----- Record extracts

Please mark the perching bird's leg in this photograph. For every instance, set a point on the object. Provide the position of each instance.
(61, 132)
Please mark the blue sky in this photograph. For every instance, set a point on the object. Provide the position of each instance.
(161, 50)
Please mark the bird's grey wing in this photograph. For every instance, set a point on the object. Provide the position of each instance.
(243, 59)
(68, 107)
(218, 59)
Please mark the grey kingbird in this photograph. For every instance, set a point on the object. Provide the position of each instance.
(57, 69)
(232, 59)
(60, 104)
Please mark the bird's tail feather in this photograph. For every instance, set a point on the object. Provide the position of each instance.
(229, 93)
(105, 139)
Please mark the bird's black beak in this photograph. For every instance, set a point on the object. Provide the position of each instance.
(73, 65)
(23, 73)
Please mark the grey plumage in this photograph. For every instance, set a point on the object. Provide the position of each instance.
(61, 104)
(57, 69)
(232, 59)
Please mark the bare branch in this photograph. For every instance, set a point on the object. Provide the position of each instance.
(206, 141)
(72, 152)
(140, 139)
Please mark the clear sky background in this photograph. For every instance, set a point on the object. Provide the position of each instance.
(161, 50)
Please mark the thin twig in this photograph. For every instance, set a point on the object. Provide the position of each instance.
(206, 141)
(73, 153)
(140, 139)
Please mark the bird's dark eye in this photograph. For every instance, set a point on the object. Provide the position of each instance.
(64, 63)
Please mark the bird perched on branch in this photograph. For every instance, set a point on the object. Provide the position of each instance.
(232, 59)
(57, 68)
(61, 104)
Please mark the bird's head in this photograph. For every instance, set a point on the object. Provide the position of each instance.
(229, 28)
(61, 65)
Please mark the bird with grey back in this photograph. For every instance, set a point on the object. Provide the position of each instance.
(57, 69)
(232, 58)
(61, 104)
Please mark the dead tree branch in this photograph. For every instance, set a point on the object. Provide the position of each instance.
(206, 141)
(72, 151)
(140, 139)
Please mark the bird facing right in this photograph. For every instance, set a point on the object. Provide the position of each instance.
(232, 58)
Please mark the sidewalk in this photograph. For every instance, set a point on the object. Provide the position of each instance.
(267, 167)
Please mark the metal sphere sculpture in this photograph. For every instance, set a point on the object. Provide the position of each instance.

----------

§ Work instruction
Retype the records in their entirety, matching each one exactly.

§ Solution to this exercise
Please mark the perching bird's leg in this photograph. For every instance, set a point on the object. Provide the position of each instance.
(61, 132)
Please mark the blue sky in this photograph. For every instance, set a point on the object. Provide the position of each instance.
(161, 50)
Please mark the bird's grey wing in this photograph. For every instance, set a point on the object. Provide the position of each instance.
(243, 59)
(68, 107)
(218, 59)
Please mark the grey kingbird in this photograph. For every instance, set a point on the object. Provide the position of each instance.
(57, 69)
(232, 59)
(60, 104)
Please mark the bird's tail feather in this photograph. For every instance, set a point on the object. Provide the position of each instance.
(229, 93)
(105, 139)
Please mark the bird's black beak in this photograph. For every instance, set a point on the object. Provide the position of each instance.
(73, 65)
(23, 73)
Please mark the grey plumage in this photograph. For every instance, set a point on the object. Provide the position of each instance.
(61, 104)
(57, 69)
(232, 59)
Please mark the bare branch in this photograph. For every instance, set a point on the object. Provide the position of each instance.
(206, 141)
(72, 152)
(140, 139)
Please mark the clear sky background in this photograph. For every instance, set a point on the object. Provide the position of each instance.
(161, 50)
Please mark the thin twig in this photograph. For every instance, set a point on the object. Provide the position of each instance.
(206, 141)
(73, 153)
(140, 139)
Please mark the bird's dark eye in this photograph. For every instance, set a point on the object. Provide the position of each instance.
(64, 63)
Please mark the bird perched on branch in this photograph. For every instance, set a point on the object. Provide the position of each instance.
(232, 59)
(57, 68)
(61, 104)
Please mark the bird's head in this photograph. For every instance, set a point on the object. Provide the position of each instance.
(229, 28)
(61, 65)
Please mark the bird with grey back in this photograph. For every instance, set a point on the object. Provide the position of each instance.
(57, 69)
(232, 58)
(61, 104)
Please mark the dead tree branch in this photograph. For every instance, set a point on the object. Provide the position of each instance.
(206, 141)
(72, 151)
(140, 139)
Please mark the bird facing right in this photograph. For every instance, set a point on the object. Provide the position of each instance.
(232, 58)
Please mark the sidewalk in this photograph. For every instance, set a point on the object. Provide the position of each instance.
(267, 167)
Please mark the metal sphere sculpture in this photograph. For every instance, set a point on the object. Provide the position of each instance.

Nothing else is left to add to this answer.